= Addressability =

Digital ability for message responses

Addressability is the ability of a digital device to individually respond to a message sent to many similar devices. Examples include pagers, mobile phones and set-top boxes for pay TV. Computer networks are also addressable via the MAC address on Ethernet network cards, and similar networking protocols like Bluetooth. This allows data to be sent in cases where it is impractical (or impossible, such as with wireless devices) to control exactly where or to which devices the message is physically sent.

In the case of simple hardware devices like the pager, the address is simply the electronic serial number (and later IMEI/MEID) in its firmware, or physically manufactured into its circuitry. In the case of GSM mobile phones, it also includes the subscriber identity module, which is also present as a smart card on satellite TV receivers, or a different PCMCIA CableCARD for cable TV. Addressing and encryption are used together for conditional access to different TV channel bundles which a pay-TV customer has or has not paid for.

Addressing is also done in software at higher levels such as IP addresses, which can be dynamically allocated. Even physically separate devices are now addressable, such as to enforce revocation lists for digital restrictions, or to use the former DIVX DVD video rentals, although the latter only used its identity to "phone home" for billing purposes.

DATA EXCERPT:
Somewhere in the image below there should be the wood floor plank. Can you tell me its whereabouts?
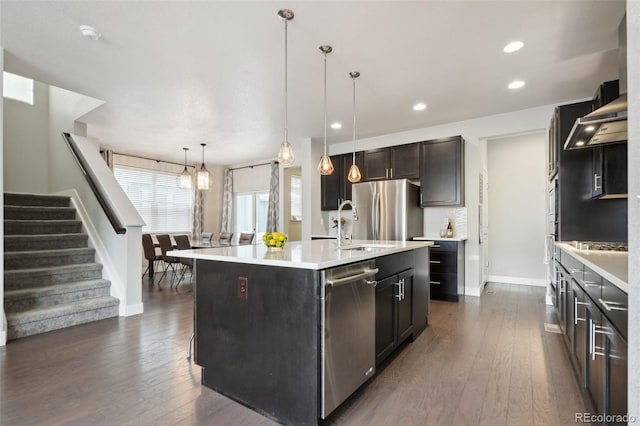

STATED PROBLEM A:
Answer these from the addressability text:
(i) Which three devices are given as examples of addressable devices?
(ii) For a simple hardware device like the pager, where is the address found?
(iii) What did the former DIVX DVD video rentals use their identity for?
STATED PROBLEM B: Using the addressability text, explain in one to three sentences why being able to respond individually to a message sent to many devices is useful.
STATED PROBLEM C: Carry on the text about addressability from where it stops.

RESULT A:
(i) Pagers, mobile phones and set-top boxes for pay TV.
(ii) It is the electronic serial number (and later IMEI/MEID) in the firmware, or it is physically manufactured into the circuitry.
(iii) To "phone home" for billing purposes.

RESULT B: It lets data be sent even when it is impractical to control exactly where, or to which devices, the message physically goes. With wireless devices, that control is impossible.

RESULT C:
==Cable TV==

Addressable Systems or Addressability for use in cable television Communication Systems are generally known. Addressability is typically regarded as the administration and control of addressable devices, known generically as Provisioning or Activation in the parlance of Telecommunications Industry, but specifically speaking to authorization of a particular service. Within the field of cable television or CATV, for example, an Addressability System or Addressable System may enable and control the distribution of cable services. The system creates a conditional access system (CAS), and allows the cable system to control and administer which cable products a customer may purchase and/or view.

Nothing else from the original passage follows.